• 出典
++++++++
矢部線(やべせん)は、かつて福岡県筑後市羽犬塚駅八女郡黒木町(現:八女市)の黒木駅とを結んでいた、日本国有鉄道(国鉄)の鉄道路線地方交通線)である。1980年の日本国有鉄道経営再建促進特別措置法(国鉄再建法)施行により第1次特定地方交通線に指定され、1985年(昭和60年)4月1日に全線が廃止となった。

なお、路線名の「矢部」とは、予定線の終点とされた八女郡矢部村(現:八女市)のことである。

路線データ(廃止時)

  • 管轄:日本国有鉄道
  • 区間(営業キロ):羽犬塚 - 黒木 19.7km
  • 軌間:1067mm
  • 駅数:10駅(起点駅を含む)
  • 複線区間:なし(全線単線
  • 電化区間:なし(全線非電化
  • 閉塞方式:スタフ閉塞式

歴史

改正鉄道敷設法別表第111号の2に規定する予定線「福岡県羽犬塚ヨリ矢部ニ至ル鉄道」の一部で、1936年に追加されたものである。沿線には軍事施設や関連の工場が多かったため、太平洋戦争が激化し、不要不急とされた鉄道路線が次々と休止に追い込まれる中でも建設工事が続行、終戦後の1945年12月にすでに路盤が完成していた羽犬塚から黒木までが開業した。太平洋戦争が終結してからわずか4か月、日本の鉄道路線では終戦後初めて開通した記念すべき路線である。

将来的には大分県日田郡中津江村(現:日田市)の鯛生を経て宮原線の肥後小国までを結ぼうとしていたが、結局黒木より先への延伸は成らなかった。

なお、本路線に並行する形で1903年8月には軌間914mmの南筑馬車鉄道(1907年に南筑軌道に改称し、1915年に動力を内燃に切替えた)が羽犬塚 - 福島間に開業、同年12月には山内まで延長された。1916年には黒木軌道の手により黒木町まで延長、1923年に南筑軌道が黒木軌道を合併し、羽犬塚 - 黒木町間が一本化されたが、矢部線が鉄道敷設法に追加されたことにより、軌道線は1940年6月に廃止され、乗合自動車路線は堀川バスに合併されている。
++++++++
• 課題の要件
a - 矢部線の文章で「路線データ(廃止時)」の下に並ぶ項目名をすべて挙げよ。
b - 矢部線の文章によると、矢部線の全線が廃止されたのはいつか。

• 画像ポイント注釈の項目
++++++++
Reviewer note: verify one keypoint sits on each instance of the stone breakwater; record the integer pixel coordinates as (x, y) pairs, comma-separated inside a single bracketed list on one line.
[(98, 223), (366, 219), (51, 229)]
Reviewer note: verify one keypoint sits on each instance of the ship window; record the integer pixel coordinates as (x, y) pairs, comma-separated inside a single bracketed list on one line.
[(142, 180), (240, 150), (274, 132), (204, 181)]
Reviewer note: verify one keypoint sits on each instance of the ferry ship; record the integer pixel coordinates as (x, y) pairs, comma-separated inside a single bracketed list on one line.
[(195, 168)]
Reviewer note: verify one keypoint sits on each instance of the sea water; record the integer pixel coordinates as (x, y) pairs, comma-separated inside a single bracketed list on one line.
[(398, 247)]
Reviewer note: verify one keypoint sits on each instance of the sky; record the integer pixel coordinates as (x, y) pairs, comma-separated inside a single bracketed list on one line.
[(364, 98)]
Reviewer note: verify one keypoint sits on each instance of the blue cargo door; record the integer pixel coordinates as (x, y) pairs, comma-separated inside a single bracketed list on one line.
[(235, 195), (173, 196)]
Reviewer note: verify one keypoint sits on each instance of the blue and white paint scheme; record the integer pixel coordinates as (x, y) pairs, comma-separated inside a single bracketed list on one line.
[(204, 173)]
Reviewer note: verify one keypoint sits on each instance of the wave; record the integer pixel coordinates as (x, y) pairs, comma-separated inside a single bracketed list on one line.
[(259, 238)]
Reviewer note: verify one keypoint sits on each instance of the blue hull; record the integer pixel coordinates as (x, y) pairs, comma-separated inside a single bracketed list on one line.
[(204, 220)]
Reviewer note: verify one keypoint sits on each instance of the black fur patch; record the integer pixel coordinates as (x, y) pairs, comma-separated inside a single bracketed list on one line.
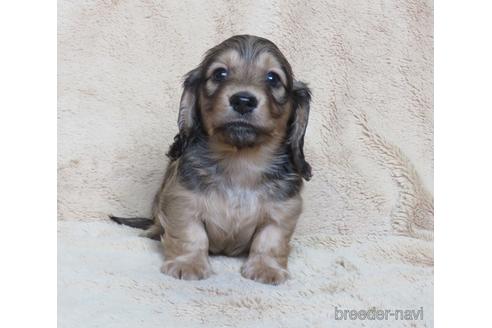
[(197, 170)]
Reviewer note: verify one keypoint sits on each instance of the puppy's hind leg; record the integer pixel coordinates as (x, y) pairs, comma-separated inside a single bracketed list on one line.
[(154, 232)]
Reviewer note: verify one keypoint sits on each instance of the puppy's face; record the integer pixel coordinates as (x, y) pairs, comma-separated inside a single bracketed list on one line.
[(245, 96)]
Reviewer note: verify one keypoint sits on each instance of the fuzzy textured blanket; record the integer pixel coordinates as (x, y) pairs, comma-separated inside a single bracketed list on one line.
[(365, 238)]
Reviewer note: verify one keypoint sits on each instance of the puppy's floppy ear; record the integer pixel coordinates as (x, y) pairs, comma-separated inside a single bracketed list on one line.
[(188, 114), (297, 129)]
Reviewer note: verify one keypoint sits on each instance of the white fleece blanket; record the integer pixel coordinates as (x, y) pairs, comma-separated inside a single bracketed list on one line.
[(365, 238), (109, 277)]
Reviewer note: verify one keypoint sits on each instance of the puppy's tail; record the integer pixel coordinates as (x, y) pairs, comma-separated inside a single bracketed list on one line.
[(139, 223), (153, 229)]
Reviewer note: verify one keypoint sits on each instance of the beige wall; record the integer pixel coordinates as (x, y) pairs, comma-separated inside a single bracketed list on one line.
[(369, 64)]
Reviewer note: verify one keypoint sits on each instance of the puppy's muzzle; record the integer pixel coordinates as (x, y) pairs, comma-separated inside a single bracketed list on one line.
[(243, 102)]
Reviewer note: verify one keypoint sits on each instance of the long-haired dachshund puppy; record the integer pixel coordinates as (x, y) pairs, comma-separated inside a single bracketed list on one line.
[(236, 167)]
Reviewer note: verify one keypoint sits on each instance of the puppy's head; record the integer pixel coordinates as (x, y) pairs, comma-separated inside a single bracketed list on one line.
[(243, 95)]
++++++++
• 課題ごとの解答
a - 管轄、区間(営業キロ)、軌間、駅数、複線区間、電化区間、閉塞方式

b - 1985年(昭和60年)4月1日